Research Results 研究成果
【要点】
・グアノシン4リン酸(ppGpp)は、細菌の栄養飢餓応答時のシグナル物質として発見されたが、動物細胞では半世紀にわたり未確認だった。
・ショウジョウバエやヒト細胞からのppGpp検出に世界で初めて成功し、その量が発生段階に応じて変化することを明らかにした。
・動物細胞内にもppGpp代謝系が存在し、発生の調節や環境適応に用いられていると考えられる。
東京工業大学 生命理工学院 生命理工学系の伊藤道俊大学院生(研究当時)と増田真二准教授らの研究グループは、山形大学の及川彰教授、九州大学の川畑俊一郎教授、東京都立大学の朝野維起助教らのグループと共同で、細菌のセカンドメッセンジャー(用語1)として知られるグアノシン4リン酸 (ppGpp) を、後生動物(用語2)の細胞から検出することに世界で初めて成功した。

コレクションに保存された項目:
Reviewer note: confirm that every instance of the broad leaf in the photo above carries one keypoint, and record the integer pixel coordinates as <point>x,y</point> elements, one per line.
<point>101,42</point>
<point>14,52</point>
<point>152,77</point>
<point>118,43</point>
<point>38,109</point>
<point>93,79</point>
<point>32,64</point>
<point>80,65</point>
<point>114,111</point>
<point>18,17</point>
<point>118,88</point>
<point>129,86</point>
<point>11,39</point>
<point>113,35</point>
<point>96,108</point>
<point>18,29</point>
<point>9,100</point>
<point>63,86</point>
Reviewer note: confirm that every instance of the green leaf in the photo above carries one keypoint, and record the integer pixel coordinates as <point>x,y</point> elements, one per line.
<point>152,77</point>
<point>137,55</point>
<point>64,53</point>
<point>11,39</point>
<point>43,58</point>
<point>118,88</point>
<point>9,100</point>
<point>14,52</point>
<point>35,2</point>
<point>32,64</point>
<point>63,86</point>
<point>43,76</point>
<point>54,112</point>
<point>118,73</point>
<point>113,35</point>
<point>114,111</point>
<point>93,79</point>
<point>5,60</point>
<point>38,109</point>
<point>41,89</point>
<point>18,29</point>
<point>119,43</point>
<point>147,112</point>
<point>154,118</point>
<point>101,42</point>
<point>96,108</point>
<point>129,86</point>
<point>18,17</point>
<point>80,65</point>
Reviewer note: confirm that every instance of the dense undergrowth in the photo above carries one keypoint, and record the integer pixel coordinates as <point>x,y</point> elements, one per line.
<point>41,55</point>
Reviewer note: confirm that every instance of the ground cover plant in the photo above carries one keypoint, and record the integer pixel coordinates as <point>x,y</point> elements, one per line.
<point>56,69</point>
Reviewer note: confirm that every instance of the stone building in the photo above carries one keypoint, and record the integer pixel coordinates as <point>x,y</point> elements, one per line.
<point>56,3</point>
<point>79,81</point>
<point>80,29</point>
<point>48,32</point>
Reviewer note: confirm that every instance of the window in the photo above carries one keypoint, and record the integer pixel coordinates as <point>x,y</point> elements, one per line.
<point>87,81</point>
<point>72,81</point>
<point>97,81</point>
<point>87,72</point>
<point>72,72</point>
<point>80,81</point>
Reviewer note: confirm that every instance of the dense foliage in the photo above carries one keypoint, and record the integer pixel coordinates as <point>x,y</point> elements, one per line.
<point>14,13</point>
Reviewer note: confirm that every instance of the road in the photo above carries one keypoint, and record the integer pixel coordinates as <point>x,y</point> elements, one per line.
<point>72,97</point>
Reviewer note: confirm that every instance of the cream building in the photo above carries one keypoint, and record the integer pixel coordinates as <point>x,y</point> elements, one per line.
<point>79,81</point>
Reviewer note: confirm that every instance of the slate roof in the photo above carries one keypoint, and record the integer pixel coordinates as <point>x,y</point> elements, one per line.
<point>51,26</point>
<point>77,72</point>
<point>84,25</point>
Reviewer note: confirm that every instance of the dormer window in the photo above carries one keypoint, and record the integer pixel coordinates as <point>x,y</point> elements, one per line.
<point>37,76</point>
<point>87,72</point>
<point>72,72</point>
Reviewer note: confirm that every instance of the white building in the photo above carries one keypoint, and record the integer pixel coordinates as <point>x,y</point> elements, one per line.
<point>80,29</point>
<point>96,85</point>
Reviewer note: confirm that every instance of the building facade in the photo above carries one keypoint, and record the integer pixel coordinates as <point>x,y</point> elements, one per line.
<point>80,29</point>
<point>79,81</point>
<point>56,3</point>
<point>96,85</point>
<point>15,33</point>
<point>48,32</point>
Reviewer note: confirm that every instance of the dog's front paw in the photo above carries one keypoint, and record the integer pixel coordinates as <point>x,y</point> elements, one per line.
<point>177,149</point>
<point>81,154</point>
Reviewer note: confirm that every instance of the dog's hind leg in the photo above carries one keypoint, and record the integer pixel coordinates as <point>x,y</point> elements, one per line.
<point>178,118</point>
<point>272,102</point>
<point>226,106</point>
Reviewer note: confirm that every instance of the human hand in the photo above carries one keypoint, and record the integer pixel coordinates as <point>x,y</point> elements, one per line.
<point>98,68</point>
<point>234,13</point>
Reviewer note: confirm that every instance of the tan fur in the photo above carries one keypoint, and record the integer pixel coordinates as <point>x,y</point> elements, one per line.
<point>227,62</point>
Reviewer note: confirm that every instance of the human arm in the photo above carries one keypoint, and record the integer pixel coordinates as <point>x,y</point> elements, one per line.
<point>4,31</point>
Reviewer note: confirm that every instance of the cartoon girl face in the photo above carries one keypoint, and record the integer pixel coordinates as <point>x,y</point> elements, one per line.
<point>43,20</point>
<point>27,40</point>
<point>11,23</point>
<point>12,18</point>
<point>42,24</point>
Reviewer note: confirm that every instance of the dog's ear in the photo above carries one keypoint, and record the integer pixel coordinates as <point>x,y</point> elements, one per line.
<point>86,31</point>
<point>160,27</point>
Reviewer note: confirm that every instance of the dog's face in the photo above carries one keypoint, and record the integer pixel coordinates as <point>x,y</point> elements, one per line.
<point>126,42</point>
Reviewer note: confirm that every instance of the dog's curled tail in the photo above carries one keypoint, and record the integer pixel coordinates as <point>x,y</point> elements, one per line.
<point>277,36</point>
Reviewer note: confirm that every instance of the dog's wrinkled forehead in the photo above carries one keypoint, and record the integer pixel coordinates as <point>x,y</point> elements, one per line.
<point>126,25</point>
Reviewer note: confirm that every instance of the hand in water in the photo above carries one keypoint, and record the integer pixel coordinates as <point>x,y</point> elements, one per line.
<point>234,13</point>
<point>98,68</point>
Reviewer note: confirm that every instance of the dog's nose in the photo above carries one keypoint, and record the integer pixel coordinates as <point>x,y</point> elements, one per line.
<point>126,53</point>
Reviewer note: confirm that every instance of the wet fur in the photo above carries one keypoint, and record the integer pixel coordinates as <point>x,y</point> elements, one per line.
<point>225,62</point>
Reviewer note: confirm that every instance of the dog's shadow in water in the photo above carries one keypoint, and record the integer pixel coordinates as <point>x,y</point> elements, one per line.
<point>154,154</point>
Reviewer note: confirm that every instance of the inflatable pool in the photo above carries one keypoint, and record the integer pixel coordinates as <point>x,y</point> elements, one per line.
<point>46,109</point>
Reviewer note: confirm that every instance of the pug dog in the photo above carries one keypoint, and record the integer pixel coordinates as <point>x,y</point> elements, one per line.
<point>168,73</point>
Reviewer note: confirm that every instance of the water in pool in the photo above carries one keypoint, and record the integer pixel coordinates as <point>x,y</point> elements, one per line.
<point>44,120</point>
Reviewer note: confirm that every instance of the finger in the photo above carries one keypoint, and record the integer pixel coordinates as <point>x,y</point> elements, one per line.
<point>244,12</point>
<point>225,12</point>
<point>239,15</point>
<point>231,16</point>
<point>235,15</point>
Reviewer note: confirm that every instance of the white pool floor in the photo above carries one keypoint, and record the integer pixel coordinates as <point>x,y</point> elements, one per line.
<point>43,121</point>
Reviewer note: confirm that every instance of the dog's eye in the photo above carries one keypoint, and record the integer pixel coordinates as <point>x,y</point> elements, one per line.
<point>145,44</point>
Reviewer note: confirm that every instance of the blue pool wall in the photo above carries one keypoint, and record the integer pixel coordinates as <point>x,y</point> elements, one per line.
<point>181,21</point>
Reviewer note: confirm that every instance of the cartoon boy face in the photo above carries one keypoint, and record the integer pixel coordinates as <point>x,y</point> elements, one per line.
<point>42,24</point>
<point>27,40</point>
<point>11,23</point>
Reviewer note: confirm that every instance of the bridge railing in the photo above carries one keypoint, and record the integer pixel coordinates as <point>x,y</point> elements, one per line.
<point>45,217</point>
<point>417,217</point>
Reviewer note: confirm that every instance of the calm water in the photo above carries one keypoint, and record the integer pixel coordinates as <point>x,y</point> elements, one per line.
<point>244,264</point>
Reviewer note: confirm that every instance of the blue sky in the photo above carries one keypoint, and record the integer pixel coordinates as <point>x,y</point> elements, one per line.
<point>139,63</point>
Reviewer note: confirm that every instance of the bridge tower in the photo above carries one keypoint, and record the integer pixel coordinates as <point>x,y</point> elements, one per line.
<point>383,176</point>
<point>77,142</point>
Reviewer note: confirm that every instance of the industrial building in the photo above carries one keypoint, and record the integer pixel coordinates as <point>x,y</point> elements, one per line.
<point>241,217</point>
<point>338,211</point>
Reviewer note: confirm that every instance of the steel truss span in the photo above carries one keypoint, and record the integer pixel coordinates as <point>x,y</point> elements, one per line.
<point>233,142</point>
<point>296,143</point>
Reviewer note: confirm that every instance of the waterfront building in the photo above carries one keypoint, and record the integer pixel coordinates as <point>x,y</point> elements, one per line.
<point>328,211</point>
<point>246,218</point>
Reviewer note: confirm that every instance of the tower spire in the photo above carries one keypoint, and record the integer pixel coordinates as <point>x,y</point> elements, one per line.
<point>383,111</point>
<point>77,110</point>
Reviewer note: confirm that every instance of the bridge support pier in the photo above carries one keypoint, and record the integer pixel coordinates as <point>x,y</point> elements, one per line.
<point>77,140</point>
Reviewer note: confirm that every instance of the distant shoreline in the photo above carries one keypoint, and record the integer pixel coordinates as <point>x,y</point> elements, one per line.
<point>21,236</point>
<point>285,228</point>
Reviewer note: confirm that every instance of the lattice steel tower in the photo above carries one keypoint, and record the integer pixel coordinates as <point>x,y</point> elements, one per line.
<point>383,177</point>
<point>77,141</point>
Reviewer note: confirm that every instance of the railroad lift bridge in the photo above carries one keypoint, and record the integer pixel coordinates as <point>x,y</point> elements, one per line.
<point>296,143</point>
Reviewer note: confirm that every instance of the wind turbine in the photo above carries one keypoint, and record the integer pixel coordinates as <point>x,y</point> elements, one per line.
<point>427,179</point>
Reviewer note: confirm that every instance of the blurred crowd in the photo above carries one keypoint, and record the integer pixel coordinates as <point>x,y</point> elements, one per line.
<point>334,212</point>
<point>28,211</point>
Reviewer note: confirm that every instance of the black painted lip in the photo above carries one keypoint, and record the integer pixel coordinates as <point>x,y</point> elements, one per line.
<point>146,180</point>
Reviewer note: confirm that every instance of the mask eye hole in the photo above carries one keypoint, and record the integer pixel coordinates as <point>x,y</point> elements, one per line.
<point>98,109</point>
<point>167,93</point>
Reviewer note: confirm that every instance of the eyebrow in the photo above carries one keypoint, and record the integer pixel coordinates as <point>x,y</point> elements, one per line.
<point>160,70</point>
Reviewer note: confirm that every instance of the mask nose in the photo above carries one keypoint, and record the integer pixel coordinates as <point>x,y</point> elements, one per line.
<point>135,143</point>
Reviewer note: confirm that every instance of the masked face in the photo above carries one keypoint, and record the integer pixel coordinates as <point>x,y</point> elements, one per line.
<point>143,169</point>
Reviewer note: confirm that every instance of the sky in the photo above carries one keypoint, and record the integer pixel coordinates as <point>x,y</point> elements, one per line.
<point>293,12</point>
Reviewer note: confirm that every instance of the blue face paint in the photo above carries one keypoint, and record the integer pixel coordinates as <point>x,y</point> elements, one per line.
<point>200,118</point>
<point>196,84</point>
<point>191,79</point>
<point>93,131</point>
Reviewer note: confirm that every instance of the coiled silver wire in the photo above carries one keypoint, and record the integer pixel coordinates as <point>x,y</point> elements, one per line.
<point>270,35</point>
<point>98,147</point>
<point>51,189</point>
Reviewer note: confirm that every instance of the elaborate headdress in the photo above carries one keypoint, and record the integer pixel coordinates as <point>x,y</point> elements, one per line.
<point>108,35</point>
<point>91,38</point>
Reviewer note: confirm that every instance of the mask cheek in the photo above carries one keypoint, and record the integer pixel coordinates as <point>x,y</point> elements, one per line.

• [取り組む課題]:
#1 ppGppの研究成果を伝える本文によると、ppGppは細菌のどのような応答時のシグナル物質として発見されたか。
#2 ppGppの研究成果を伝える本文を、最後の文の後から書き継いでください。

• [課題ごとの解答]:
#1 細菌の栄養飢餓応答時のシグナル物質として発見された。

#2
細菌は、外部環境変化に応じてppGppを合成することで代謝を最適化し、栄養飢餓応答や抗生物質耐性などを向上させている。本研究では、後生動物では世界で初めて、ショウジョウバエでのppGppの検出に成功した。さらにppGpp分解酵素を欠損したショウジョウバエは野生型の約7倍のppGppを蓄積していることを明らかにした。ショウジョウバエ中のppGpp量が発生段階に応じて大きく増減することから、動物細胞内にはppGpp代謝系が存在しており、発生の調節や環境適応に用いられていると考えられる。
今回の発見によって、ppGppが動物細胞にも存在することが確認されたことで、今後は、その機能に関する研究の進展が期待される。研究成果は11月Y日発行の「Communications Biology(コミュニケーションズ・バイオロジー」に掲載された。